> [TASKS TO CARRY OUT]:
1. What was the unemployment rate according to the September payrolls report?
2. Please continue the September payrolls report from where it stops.

> [QUOTED TEXT]:
--------------------

Non-farm payrolls were up 103,000 in September To view this article, Click Here

Brian S. Wesbury - Chief Economist
 Robert Stein, CFA - Senior Economist

Date: 10/7/2011






Non-farm payrolls were up 103,000 in September and up 202,000 including revisions to
July/August. The consensus expected a gain of 60,000.
Private sector payrolls increased 137,000 in September.  Revisions to July/August
added 42,000, bringing the net gain to 179,000.  September gains were led by
professional & business services (+48,000), health care (+44,000), telecomm
(+38,000, due to the end of the Verizon strike), and non-residential construction
(+30,000).  The biggest decline was manufacturing (-13,000).
 
The unemployment rate remained unchanged at 9.1%.
 
Average weekly earnings – cash earnings, excluding benefits – increased
0.5% in September and are up 2.1% versus a year ago.

--------------------

> [SOURCE DATA]:
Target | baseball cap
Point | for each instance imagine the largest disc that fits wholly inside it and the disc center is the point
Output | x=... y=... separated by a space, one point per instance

--------------------

> [WRITTEN RESPONSES]:
1. It remained unchanged at 9.1%.

2.
Implications:  The employment report for September shows, without a shadow of a
doubt, that the US economy is not in recession. Including upward revisions for July
and August, nonfarm payrolls increased 202,000. That easily beat consensus
expectations of a 60,000 gain and is a solid gain even if we exclude the 45,000
workers who ended a strike with Verizon. In addition, the number of weekly hours per
worker increased to 34.3 from 34.2 in August, which is the equivalent of 320,000
jobs. But the good news does not stop there. Civilian employment, an alternative
measure of jobs that factors in small business start-ups, increased 398,000. This
was enough to keep the unemployment rate at 9.1% despite a 423,000 gain in the size
of the labor force, the largest increase in more than a year. Very quietly, without
any fanfare, private sector payrolls have grown by 1.8 million in the past year,
while the workweek has lengthened and hourly cash wages are up 1.9%. A 9.1%
unemployment rate means the labor market is still far from operating at its full
potential, but it is moving in the right direction as are other data. September
chain store sales were up 5.5% versus a year ago, according to the International
Council of Shopping Centers. This includes luxury department store sales up 10.4%.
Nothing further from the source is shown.